Übungsaufgaben:
A: Übersetze diesen Satz aus dem Auszug über Marcia Hafif ins Englische: „Nur eine kleine Zahl an Ausstellungen hat bislang den Fokus von Hafifs Malerei auf ihr restliches Œuvre gelegt.“
B: Setze den Auszug über Marcia Hafif nach seinem letzten Satz mit zwei bis drei weiteren Sätzen fort.

Seitenauszug:
:::

Nur eine kleine Zahl an Ausstellungen hat bislang den Fokus von Hafifs Malerei auf ihr restliches Œuvre gelegt. Screenings ihrer Videos/Filme in der Tate Modern (2019) und im Lenbachhaus München (2018), sowie die Ausstellung A Place Apart des Pomona College Museum of Art (2018) heben Marcia Hafif als Denkerin, Autorin, und die persönlicheren und intimeren Aspekte ihrer Papierarbeiten hervor.

:::

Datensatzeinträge
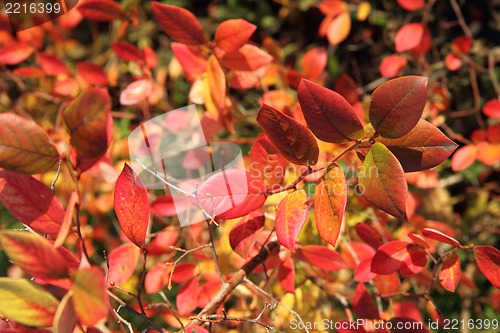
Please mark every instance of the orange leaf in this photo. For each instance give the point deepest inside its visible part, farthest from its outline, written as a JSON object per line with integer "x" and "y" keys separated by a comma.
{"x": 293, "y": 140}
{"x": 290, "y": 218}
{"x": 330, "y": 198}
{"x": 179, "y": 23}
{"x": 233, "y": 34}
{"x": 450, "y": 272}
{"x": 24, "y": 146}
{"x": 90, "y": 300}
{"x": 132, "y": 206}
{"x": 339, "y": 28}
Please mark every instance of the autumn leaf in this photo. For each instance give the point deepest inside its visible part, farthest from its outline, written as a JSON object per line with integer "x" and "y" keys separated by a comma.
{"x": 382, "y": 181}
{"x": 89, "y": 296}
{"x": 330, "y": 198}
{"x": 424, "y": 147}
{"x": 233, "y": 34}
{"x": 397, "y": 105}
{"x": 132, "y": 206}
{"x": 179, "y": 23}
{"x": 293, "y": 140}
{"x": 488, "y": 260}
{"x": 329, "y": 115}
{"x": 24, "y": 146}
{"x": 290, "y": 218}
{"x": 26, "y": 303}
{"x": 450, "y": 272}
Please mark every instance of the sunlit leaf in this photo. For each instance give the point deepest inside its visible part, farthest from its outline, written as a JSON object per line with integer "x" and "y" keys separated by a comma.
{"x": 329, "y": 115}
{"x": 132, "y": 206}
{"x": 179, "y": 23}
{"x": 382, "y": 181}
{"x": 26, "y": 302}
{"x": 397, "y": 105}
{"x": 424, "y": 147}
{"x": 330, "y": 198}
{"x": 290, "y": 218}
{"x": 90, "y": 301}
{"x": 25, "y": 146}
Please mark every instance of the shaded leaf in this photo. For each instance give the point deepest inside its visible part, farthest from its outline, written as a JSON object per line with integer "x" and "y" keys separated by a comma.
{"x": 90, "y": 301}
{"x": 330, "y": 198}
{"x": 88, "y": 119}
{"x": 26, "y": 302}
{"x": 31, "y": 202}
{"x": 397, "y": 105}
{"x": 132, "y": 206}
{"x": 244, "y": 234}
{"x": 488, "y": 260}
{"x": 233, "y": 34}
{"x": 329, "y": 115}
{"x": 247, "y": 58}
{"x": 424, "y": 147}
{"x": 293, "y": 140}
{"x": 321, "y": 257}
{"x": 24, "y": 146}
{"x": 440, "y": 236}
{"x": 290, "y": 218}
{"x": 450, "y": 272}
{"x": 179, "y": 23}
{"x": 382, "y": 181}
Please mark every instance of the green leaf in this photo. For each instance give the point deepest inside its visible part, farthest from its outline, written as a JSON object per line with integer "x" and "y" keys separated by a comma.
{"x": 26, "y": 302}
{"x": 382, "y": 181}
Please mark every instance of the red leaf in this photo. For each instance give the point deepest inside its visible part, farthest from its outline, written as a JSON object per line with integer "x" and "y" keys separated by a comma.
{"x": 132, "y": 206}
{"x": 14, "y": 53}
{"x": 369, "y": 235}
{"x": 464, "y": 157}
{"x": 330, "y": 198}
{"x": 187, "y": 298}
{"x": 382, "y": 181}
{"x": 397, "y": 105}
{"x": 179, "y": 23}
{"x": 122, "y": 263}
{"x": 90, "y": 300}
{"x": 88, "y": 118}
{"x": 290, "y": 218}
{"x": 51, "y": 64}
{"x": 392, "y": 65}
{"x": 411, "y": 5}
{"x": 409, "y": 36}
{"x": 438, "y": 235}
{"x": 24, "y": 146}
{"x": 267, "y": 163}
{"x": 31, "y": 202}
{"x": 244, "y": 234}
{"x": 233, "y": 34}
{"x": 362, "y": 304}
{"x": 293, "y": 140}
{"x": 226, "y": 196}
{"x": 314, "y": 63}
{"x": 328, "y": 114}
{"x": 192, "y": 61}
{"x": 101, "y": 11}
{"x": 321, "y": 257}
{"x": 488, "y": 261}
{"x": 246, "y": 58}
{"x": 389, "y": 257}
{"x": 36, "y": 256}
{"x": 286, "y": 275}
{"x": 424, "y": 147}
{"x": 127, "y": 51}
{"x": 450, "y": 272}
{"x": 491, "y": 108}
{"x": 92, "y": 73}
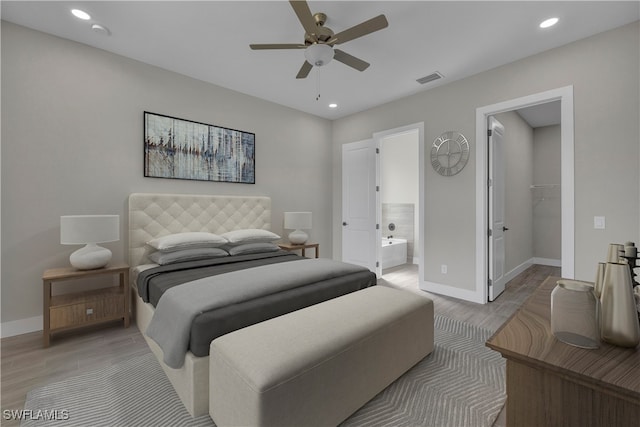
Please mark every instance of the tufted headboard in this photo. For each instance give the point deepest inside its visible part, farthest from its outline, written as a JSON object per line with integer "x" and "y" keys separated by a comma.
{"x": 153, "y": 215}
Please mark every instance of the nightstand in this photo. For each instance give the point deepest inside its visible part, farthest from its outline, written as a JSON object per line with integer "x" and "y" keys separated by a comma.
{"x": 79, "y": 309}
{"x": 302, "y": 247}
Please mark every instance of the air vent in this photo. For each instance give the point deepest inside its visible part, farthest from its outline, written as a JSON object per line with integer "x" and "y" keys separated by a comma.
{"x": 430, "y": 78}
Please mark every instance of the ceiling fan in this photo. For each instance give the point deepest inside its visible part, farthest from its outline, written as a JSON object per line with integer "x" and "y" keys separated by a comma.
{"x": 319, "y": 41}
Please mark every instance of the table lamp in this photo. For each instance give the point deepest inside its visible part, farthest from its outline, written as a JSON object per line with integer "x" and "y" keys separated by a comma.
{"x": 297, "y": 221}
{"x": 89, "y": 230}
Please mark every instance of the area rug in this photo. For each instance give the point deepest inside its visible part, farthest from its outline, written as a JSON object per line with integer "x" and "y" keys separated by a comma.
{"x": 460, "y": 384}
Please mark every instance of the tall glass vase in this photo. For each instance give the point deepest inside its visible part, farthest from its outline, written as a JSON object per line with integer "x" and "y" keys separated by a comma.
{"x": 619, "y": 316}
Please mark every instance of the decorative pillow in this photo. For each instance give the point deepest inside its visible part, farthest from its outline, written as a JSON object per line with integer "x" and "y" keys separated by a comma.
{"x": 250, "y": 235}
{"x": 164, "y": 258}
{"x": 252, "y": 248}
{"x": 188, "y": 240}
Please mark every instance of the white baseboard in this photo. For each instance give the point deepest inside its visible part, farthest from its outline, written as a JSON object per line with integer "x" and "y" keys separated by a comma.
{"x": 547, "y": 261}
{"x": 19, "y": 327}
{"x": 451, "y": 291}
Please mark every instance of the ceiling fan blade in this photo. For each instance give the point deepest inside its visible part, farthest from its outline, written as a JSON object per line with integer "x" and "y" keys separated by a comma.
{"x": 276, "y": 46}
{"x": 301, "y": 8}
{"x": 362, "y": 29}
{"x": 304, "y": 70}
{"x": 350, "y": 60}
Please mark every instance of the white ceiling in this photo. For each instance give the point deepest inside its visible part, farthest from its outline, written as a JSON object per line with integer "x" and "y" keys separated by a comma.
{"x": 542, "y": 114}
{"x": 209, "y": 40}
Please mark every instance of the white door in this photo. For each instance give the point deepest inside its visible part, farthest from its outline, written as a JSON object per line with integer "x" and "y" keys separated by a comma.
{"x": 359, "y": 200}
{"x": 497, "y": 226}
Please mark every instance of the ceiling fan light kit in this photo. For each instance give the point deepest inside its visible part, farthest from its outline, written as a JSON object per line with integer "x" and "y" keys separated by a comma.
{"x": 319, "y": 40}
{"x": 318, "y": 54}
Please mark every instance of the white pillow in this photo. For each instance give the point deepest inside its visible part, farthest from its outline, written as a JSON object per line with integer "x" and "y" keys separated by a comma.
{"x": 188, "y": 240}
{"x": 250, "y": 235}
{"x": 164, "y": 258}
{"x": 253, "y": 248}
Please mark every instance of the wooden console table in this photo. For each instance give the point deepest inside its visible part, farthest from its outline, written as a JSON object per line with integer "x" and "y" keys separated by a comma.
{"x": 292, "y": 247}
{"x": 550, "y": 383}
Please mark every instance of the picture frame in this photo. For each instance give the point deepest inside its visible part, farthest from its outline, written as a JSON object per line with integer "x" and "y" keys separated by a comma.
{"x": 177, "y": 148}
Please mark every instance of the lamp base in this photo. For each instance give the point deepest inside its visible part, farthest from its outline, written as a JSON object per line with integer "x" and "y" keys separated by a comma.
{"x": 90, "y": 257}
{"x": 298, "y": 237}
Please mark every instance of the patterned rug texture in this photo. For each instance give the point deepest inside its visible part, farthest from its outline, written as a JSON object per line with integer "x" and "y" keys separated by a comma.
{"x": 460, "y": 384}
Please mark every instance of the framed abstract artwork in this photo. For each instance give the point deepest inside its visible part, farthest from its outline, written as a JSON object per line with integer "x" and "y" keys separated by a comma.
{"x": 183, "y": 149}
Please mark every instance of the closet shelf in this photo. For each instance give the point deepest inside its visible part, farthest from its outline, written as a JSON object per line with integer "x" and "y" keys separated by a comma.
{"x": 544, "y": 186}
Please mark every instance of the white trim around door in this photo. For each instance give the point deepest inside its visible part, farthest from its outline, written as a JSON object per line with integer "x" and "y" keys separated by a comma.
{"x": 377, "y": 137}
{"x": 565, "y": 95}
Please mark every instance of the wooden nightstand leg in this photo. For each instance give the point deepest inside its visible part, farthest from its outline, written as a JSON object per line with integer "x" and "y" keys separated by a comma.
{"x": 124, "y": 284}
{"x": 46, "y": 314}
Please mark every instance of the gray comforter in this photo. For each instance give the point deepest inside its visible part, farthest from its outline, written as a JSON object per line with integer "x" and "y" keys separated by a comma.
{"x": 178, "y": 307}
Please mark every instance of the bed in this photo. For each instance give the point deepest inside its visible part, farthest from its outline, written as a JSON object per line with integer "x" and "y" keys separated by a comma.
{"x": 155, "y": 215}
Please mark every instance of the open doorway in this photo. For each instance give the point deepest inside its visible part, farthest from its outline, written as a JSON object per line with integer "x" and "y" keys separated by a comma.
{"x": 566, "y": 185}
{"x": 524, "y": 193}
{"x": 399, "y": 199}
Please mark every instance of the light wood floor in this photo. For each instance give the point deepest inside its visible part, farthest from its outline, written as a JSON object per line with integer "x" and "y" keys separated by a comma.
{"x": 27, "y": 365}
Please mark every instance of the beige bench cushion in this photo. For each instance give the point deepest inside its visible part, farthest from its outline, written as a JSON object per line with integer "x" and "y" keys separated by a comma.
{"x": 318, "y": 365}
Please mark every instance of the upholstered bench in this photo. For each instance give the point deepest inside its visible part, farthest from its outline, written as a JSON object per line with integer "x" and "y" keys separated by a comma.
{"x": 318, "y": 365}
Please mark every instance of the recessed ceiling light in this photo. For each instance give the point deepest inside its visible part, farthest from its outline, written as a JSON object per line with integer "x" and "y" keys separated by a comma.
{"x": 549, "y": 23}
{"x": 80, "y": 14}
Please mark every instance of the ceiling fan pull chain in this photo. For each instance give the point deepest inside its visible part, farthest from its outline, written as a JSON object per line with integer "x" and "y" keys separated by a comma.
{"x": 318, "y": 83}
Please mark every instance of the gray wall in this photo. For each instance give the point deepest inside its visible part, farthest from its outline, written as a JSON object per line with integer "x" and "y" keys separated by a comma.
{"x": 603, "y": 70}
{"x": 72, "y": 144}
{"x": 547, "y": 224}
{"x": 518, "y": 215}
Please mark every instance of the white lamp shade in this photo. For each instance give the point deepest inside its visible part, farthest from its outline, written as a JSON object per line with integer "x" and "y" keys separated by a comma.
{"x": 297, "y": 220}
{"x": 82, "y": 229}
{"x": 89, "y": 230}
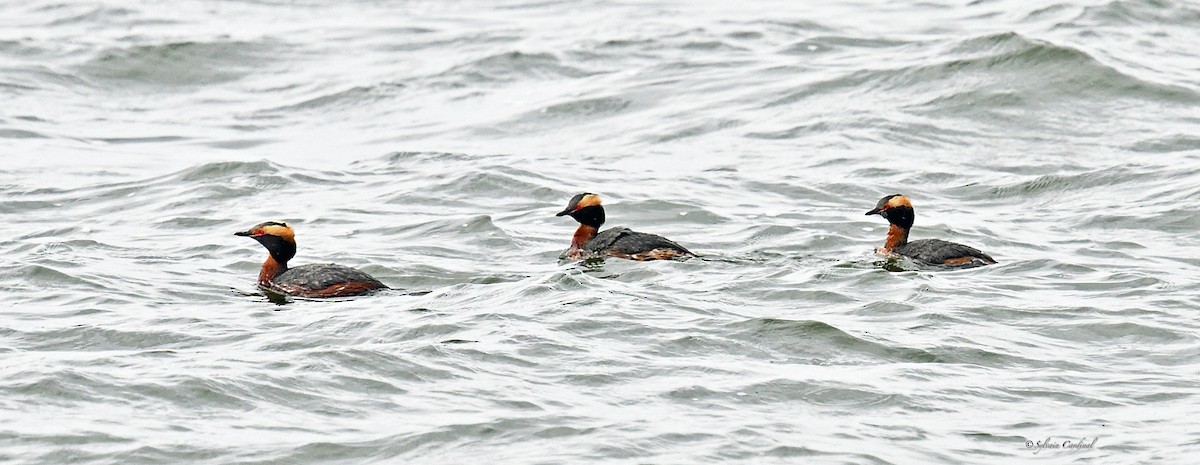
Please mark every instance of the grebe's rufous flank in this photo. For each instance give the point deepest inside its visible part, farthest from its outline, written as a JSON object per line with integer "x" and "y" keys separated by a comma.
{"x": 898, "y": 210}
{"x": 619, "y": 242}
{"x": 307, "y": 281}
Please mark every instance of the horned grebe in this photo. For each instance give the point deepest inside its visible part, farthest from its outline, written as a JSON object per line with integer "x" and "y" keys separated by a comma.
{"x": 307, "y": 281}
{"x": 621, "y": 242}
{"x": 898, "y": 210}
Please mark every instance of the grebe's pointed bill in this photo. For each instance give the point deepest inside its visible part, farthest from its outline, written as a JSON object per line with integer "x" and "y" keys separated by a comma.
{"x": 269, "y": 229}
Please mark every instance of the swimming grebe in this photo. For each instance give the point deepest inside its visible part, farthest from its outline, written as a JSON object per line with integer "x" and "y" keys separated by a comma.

:::

Ergebnisse je Aufgabe:
A: So far, only a small number of exhibitions have shifted the focus from Hafif's painting to the rest of her oeuvre.

B:
Seit ihrem Umzug 1972 nach New York spielten Zeichnung und das Schreiben eine wichtige Rolle für ihren Durchbruch als Künstlerin; z.B. die 1974 in der Sonnabend Gallery gezeigten Mass Tone Paintings, 1976 in der Eröffnungsausstellung Rooms des MoMA PS1 mit ihrer Arbeit Schoolroom – bestehend aus einem pornografischen Text, auf die im Raum vorhandenen Schultafeln geschrieben, und einer Wandmalerei. „Ich war immer eine Leserin, eine Malerin, eine Schreiberin.“ – so das Selbstverständnis ihrer Arbeit mit verschiedensten Medien und ihre Zurückweisung reduktionistischer Zuschreibungen.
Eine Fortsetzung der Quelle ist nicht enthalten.